---------- Passage provided

Carlos is famous for her arrangements of Bach for the Moog synthesiser, as well as her film scores for A Clockwork Orange, The Shining, and Tron. Sylvester was a member of the drag theatre group The Cockettes, before becoming known as the “Queen of Disco” with hits such as “You Make Me Feel (Mighty Real)”. Both are therefore remembered for their major contributions to 20th Century popular music, but as Montgomery observed, can also be seen as “bad trans objects”.
Carlos transitioned in the 1960s and disclosed her trans history in the late 1970s, following her rise to prominence. In this way she became an extremely high profile trans musician. However, she also distanced herself actively from trans liberation movements, enabled by her relative privilege as a highly educated, white, middle-class woman. Montgomery wryly observed that people have asked ‘“where was Wendy Carlos [who lived in New York at the time] during Stonewall?’”, noting that, “the answer is most likely at home, playing Bach”. Sylvester, a Black middle-class person with an ambivalent public relationship to gender, famously proclaimed “If I want to be a woman, I can be a woman. If I want to be a man, I can be one”. However, Sylvester actively rejected transsexual identification, was uninvolved in the civil rights movement, and would later also reject disco music as it waned in popularity.
Both Wendy Carlos and Sylvester can therefore be understood as assimilationist figures who do not live up to liberatory ideals. But Montgomery argued that they must be understood within the context of the material conditions in which they lived. Moreover, their musical contributions are historically significant regardless, especially in terms of synthesiser use. Montgomery posited that the mainstream emergence of the synthesiser and of women and queer musicians happened in tandem, enabling a resignification of womanhood. Montgomery ended the talk by Hannah Baer, who argues moreover that the synthesiser is inherently not cisgender: “a synthesiser’s shape is not in any way where the sound comes from, and there’s something so free and trans in that. You have no idea what sound is going to come out of this thing. And maybe I don’t either!”
The next few talks shifted the focus to 21st Century synthetic sounds in the context of hyperpop. In Gender Knobs: Transgender Expression through Vocal Filtering Technology in Drag, Hyperpop Music and Beyond, Jordan Bargett of Southern Illinois University at Carbondale (USA) looked at the gendering of voice through pitch filtering. Her story began with the vocoder, originally invented to extend bandwidth in telefony, and later adapted for encryption in World War 2 before being adapted for popular music by artists including Wendy Carlos and Laurie Anderson. Anderson in particular used pitch filtering for gender drag in “O Superman”, using it to perform a masculine “voice of authority”. In the 2000s and 2010s pitch-shifting gained popularity with nightcore, setting the scene for trans-specific experimentation within hyperpop.

--------------------
---------- Information provided

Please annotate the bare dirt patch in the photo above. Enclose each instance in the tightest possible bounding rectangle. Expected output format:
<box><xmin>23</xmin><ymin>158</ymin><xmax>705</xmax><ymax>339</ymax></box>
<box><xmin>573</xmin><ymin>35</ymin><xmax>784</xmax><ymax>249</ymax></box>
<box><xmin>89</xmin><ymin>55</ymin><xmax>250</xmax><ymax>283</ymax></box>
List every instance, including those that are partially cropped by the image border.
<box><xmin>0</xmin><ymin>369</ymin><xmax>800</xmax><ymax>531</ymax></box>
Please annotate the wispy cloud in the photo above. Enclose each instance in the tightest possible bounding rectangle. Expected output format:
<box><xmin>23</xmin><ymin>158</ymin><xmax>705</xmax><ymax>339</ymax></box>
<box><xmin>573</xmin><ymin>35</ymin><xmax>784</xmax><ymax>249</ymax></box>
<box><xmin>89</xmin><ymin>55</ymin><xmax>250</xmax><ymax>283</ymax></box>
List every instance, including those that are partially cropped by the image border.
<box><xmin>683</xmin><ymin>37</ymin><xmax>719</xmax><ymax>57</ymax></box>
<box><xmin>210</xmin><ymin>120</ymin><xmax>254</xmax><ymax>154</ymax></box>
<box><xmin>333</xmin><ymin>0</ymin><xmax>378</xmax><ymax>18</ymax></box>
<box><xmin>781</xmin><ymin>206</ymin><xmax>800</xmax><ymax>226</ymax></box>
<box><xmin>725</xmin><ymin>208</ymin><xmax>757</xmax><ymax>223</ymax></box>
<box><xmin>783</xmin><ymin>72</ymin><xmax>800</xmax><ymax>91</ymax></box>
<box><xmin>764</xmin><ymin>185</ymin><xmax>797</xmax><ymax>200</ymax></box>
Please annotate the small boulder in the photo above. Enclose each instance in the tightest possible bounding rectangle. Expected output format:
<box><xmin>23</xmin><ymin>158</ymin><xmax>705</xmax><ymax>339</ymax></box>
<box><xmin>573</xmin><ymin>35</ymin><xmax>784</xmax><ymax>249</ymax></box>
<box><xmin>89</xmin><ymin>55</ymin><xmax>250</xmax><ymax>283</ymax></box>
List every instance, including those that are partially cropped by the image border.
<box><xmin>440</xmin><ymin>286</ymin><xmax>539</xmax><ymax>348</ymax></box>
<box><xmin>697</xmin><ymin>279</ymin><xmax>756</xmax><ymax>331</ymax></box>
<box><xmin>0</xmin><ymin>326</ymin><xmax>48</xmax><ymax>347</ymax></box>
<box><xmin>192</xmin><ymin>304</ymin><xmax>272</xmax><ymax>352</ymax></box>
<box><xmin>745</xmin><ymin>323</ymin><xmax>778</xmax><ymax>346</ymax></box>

--------------------

▶ Problems and tasks
**a.** According to the passage about trans musicians and synthesizers, which three films did Carlos write scores for?
**b.** Carry on the passage about trans musicians and synthesizers from its final sentence.
The entries come from a different source than the passage about trans musicians and synthesizers.

▶ Answers below
**a.** A Clockwork Orange, The Shining, and Tron.

**b.**
With hyperpop, Bargett explained that filtered vocals could be used for more nuanced gender expression as well as drag. They introduced the examples of trans women artists SOPHIE and Laura Les, who both used pitch filtering to create more “feminine” singing voices. In this context, authentic trans voices might be understood as both “synthesised and authentic”. At the same time, Bargett cautions that pitch alone does not, of course, gender a voice, and that hyperpop artists tend to be well aware of this. She presented the example of SOPHIE’s music video “It’s Okay to Cry”, in which the artist’s voice and body are “undressed”: an expression of trans vulnerability. The talk concluded with a screening of Bargett’s own short film “Transistor”, which explored how “technology can be an extension of the trans self and body”.
We heard more about SOPHIE from Gabriel Fianderio of the University of Wisconsin-Madison (USA), in Interpretation and articulation: Transphobia and Dysphoria Through SOPHIE’s “L.O.VE.”. Fianderio began by noting that “BIPP”, the opening track on SOPHIE’s debut EP PRODUCT, promises to make us “feel better”. But “L.O.V.E”, the closing track on the EP, is difficult to listen to due to the hostile noise of the dentist’s drill that recurs throughout the song. How to make sense of this disjuncture?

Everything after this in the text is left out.